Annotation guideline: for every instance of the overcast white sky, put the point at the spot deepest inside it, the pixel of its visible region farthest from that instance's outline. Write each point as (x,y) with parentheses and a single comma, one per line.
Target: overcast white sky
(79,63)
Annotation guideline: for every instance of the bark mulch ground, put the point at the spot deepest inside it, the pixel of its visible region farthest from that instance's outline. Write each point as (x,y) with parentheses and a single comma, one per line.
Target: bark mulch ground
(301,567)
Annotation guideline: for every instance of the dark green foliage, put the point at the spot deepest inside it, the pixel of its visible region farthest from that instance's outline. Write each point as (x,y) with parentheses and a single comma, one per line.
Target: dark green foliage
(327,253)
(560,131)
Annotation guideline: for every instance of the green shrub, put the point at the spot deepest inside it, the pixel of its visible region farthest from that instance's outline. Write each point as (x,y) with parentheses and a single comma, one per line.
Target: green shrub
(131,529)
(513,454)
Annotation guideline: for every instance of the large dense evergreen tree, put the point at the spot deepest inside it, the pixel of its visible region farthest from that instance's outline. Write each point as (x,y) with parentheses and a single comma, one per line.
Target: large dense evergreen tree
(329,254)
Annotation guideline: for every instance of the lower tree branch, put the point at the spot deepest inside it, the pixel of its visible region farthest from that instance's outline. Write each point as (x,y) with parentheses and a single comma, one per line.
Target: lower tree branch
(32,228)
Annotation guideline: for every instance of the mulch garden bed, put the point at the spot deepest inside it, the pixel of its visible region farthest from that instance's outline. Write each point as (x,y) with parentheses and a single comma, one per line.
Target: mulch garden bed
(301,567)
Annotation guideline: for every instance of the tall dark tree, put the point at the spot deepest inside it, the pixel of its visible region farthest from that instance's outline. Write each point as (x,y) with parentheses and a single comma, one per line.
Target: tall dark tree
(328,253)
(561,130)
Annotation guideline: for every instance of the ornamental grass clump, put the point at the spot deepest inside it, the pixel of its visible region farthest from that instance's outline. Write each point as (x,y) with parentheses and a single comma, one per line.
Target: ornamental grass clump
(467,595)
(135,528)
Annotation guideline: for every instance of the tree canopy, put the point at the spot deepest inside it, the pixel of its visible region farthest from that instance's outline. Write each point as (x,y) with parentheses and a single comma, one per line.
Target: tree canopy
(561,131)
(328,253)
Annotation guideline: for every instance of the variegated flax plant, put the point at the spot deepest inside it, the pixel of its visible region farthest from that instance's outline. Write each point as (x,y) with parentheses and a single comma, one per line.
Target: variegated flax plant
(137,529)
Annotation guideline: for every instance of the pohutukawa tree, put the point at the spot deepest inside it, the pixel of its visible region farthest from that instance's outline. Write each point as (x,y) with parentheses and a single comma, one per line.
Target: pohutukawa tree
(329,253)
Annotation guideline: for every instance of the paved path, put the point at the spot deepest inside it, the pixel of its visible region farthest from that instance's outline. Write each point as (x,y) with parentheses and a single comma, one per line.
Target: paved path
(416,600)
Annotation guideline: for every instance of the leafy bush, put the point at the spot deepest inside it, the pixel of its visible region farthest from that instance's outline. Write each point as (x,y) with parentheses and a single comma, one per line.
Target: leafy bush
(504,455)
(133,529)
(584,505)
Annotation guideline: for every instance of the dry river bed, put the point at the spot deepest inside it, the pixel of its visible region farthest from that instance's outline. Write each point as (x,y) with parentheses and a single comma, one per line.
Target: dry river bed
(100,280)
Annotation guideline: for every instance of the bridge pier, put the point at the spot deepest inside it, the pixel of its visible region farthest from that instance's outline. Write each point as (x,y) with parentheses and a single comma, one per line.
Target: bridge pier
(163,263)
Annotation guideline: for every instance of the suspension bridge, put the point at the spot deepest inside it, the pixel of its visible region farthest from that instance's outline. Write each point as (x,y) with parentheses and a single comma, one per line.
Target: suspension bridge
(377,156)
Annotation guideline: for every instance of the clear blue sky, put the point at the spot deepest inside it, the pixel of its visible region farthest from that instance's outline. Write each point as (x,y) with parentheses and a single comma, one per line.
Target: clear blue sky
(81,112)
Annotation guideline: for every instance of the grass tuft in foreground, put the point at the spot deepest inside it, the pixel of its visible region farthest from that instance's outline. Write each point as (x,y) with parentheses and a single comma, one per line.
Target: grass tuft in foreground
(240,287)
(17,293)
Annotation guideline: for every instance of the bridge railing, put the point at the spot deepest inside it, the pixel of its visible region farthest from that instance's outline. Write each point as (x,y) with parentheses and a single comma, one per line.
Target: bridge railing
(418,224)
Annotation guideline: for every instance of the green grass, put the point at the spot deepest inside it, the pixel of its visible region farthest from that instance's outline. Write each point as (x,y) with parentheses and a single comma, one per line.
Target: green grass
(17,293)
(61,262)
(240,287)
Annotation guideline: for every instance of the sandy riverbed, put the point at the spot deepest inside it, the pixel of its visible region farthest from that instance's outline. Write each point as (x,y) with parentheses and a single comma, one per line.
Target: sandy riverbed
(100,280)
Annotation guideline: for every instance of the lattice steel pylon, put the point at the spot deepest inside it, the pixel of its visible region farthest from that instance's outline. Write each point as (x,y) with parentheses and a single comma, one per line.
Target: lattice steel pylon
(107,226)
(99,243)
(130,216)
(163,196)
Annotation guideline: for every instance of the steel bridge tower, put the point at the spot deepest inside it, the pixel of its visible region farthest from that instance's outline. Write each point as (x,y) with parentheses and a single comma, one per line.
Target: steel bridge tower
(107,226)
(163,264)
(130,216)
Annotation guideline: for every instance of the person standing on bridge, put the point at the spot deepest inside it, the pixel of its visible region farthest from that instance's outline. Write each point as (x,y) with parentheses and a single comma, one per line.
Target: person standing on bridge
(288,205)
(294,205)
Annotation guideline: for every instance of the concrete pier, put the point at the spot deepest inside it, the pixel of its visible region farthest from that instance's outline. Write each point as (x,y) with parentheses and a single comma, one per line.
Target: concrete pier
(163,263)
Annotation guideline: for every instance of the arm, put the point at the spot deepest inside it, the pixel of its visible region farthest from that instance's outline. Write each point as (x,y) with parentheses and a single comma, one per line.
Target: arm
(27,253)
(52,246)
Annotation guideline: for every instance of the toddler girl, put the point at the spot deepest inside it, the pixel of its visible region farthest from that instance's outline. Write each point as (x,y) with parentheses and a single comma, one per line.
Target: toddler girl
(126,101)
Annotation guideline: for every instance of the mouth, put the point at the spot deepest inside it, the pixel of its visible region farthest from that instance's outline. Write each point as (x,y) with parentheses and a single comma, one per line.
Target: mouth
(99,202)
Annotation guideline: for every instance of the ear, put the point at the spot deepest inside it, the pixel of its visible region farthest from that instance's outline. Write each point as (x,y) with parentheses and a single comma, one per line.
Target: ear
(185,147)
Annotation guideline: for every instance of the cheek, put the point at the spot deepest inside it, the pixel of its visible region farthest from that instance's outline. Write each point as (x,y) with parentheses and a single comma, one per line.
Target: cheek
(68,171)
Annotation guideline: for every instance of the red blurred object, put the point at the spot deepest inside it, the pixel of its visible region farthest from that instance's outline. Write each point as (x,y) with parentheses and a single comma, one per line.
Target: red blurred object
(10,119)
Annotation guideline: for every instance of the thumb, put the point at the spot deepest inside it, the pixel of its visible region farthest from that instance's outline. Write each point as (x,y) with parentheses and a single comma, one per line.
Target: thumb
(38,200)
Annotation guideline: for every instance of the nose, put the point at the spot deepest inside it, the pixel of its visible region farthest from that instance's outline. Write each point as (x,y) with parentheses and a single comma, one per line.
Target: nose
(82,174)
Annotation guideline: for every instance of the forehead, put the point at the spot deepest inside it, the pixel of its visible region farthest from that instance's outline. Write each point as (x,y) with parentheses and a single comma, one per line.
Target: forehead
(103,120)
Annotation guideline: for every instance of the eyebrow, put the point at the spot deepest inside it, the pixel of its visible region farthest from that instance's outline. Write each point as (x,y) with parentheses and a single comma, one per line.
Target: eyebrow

## Task to complete
Retype exactly the lines from the one containing "Annotation guideline: for every instance of the mouth, put" through the last line of the records above, including both.

## The reply
Annotation guideline: for every instance of the mouth, put the point at the spot deepest inside it, the pixel of its visible region farthest from that instance's outline. Write each point as (x,y) with parentheses and a single comma, one per line.
Target: mouth
(99,202)
Annotation guideline: for every instance of the ear, put the point at the spot deepest inside it, the pixel of its visible region farthest from that instance's outline. Write each point as (x,y) with parentheses and a single comma, one per line.
Target: ear
(185,147)
Annotation guideline: for every instance of the cheek, put the point at the spot deepest inside it, the pixel of its visible region farthest from that instance's outline. Write each point as (x,y) with parentheses and a single comma, one per line.
Target: cheek
(68,171)
Annotation guideline: for every instance of the red blurred object, put the point at the spot deepest inside it, the pixel of its visible region farthest from that instance's outline. Write each point as (x,y) with parentheses and a single comma, one per line.
Target: red blurred object
(10,119)
Annotation guideline: for every instance of the thumb, put the point at the spot deepest inside it, the pixel of its visible region farthest from that instance's outline. Write each point as (x,y) with parentheses and a single comma, one per line.
Target: thumb
(38,200)
Annotation guideline: for every instance of the nose, put the point at the spot deepest inside it, the pixel of its visible region farthest from that instance's outline. Write each point as (x,y) with parentheses and a single comma, one per line.
Target: nose
(82,174)
Annotation guideline: for every instance of the forehead, put the point at the spot deepest inside it, the pixel of its visible region farthest from that instance's outline. Write each point as (x,y) with parentheses and a single comma, one per line.
Target: forehead
(103,120)
Annotation guideline: for every instance of the eyebrow, put the point at the spot deepest inside it, the pixel of its visible region farthest from that instance's outline. Write each point as (x,y) with parentheses and a single comma, one per line.
Target: eyebrow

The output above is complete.